• What you have to do: Copy the records below exactly as they appear.

**** Source material ****

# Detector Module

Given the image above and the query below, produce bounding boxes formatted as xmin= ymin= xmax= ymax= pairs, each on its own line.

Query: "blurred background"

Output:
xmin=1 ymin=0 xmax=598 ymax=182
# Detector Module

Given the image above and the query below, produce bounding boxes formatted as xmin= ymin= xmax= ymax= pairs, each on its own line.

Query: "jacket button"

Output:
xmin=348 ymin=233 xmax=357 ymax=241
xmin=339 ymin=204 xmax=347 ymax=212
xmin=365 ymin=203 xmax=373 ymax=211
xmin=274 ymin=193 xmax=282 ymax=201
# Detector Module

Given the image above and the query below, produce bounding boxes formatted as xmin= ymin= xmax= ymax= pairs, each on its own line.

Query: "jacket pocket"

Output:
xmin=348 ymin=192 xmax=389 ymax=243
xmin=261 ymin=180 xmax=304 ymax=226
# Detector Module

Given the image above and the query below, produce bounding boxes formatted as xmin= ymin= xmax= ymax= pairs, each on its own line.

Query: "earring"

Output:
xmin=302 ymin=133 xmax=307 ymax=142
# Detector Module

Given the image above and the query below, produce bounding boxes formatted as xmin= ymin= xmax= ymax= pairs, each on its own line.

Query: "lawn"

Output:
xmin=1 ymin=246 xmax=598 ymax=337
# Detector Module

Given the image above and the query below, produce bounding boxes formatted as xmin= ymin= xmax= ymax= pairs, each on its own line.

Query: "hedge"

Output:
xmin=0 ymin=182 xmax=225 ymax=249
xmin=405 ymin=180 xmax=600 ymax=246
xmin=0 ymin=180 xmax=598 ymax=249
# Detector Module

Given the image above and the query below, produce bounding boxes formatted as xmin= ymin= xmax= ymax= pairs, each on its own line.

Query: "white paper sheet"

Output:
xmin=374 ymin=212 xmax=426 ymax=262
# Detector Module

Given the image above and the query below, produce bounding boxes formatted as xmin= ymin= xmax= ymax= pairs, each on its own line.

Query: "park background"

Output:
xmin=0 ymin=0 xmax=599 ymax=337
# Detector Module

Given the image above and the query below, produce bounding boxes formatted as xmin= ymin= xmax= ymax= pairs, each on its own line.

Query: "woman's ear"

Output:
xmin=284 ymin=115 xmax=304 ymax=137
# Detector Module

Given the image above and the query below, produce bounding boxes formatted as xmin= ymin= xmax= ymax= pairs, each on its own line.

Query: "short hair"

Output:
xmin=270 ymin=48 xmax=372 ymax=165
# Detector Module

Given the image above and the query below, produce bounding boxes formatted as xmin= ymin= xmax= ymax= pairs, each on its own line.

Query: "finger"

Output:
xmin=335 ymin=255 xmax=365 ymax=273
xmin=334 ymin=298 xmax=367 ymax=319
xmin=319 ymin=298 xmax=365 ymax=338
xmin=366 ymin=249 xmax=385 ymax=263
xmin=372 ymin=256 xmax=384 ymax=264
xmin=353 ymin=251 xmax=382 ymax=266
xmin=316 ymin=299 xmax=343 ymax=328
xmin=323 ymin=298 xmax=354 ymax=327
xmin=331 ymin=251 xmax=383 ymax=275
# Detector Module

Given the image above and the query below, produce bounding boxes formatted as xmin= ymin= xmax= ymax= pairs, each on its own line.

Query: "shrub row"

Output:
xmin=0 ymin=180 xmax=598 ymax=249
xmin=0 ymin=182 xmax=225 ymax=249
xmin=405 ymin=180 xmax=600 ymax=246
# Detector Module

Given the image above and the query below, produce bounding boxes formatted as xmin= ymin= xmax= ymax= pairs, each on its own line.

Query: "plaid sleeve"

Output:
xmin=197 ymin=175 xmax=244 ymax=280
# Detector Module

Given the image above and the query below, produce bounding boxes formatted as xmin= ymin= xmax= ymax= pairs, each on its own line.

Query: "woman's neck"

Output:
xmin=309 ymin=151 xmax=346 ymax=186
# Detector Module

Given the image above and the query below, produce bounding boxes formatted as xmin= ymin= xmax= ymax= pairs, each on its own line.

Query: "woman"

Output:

****

• Exercise solution:
# Detector Module

Given the image above and the query below, produce bounding boxes formatted as xmin= ymin= xmax= ymax= pairs, each on its own line.

Query: "blurred background"

Output:
xmin=1 ymin=0 xmax=598 ymax=182
# Detector Module

Given the image above and the query below, produce bounding boxes formatted as xmin= ymin= xmax= ymax= pairs, each on its own line.

Query: "jacket button"

Output:
xmin=348 ymin=233 xmax=357 ymax=241
xmin=339 ymin=204 xmax=347 ymax=212
xmin=365 ymin=203 xmax=373 ymax=211
xmin=274 ymin=193 xmax=282 ymax=201
# Detector Module

Given the image above and the query below, produce bounding boxes formatted as xmin= ymin= xmax= ymax= pairs, each on its own line.

Query: "jacket pocket"

Output:
xmin=348 ymin=192 xmax=389 ymax=243
xmin=261 ymin=180 xmax=304 ymax=226
# Detector Module

Given the image above and the query below, produce bounding boxes formatted as xmin= ymin= xmax= ymax= pairs, each on its own line.

Query: "earring"

Output:
xmin=302 ymin=133 xmax=307 ymax=142
# Detector Module

Given the image above and the query below, produce bounding boxes formatted as xmin= ymin= xmax= ymax= pairs, each on its own line.

Query: "lawn"

Output:
xmin=1 ymin=246 xmax=598 ymax=337
# Detector Module

Given the image above and the query below, produce bounding boxes formatted as xmin= ymin= xmax= ymax= pairs, each on its own line.

Query: "hedge"

Output:
xmin=0 ymin=182 xmax=225 ymax=249
xmin=405 ymin=180 xmax=600 ymax=246
xmin=0 ymin=180 xmax=598 ymax=249
# Detector Module

Given the image above and the query below, produce bounding boxes formatted as xmin= ymin= xmax= ymax= pairs, each on its own line.

Query: "white paper sheet"

Output:
xmin=374 ymin=212 xmax=426 ymax=262
# Detector Module

Given the image above and the query below, produce bounding boxes formatted as xmin= ymin= xmax= ymax= pairs, each on its own line.

Query: "park background"

Output:
xmin=0 ymin=0 xmax=599 ymax=337
# Detector Module

Given the image above and the query below, produce bounding boxes formatted as xmin= ymin= xmax= ymax= pairs, each on its own line.

Query: "woman's ear"

Output:
xmin=284 ymin=115 xmax=304 ymax=137
# Detector Module

Given the image above and the query below, produce bounding boxes formatted as xmin= ymin= xmax= ymax= pairs, each on its own line.

Query: "short hair"

Output:
xmin=270 ymin=48 xmax=372 ymax=165
# Detector Module

Given the image above and the query below, produce bounding boxes formatted as xmin= ymin= xmax= ymax= pairs, each on its own line.

Query: "finger"

Output:
xmin=335 ymin=255 xmax=365 ymax=273
xmin=334 ymin=298 xmax=367 ymax=319
xmin=319 ymin=298 xmax=365 ymax=338
xmin=366 ymin=249 xmax=385 ymax=263
xmin=372 ymin=256 xmax=384 ymax=264
xmin=353 ymin=251 xmax=382 ymax=266
xmin=316 ymin=299 xmax=343 ymax=328
xmin=323 ymin=298 xmax=354 ymax=327
xmin=331 ymin=251 xmax=383 ymax=275
# Detector Module

Given the image above and the query below, produce bounding boxes formatted as xmin= ymin= xmax= ymax= pairs, each on its own line.

Query: "shrub row"

Output:
xmin=0 ymin=180 xmax=598 ymax=249
xmin=0 ymin=182 xmax=225 ymax=249
xmin=405 ymin=180 xmax=600 ymax=246
# Detector Module

Given the image above and the query below, produce bounding boxes formatted as xmin= ymin= xmax= ymax= pairs, each on its own line.

Query: "plaid sleeve"

Output:
xmin=197 ymin=175 xmax=244 ymax=280
# Detector Module

Given the image above and the query below, produce bounding boxes formatted as xmin= ymin= xmax= ymax= pairs, each on its own line.

Query: "woman's neck"

Output:
xmin=309 ymin=151 xmax=346 ymax=186
# Detector Module

Given the image above and the query below, produce bounding boxes formatted as xmin= ymin= xmax= ymax= pairs, each on its own line.

Query: "woman"

Output:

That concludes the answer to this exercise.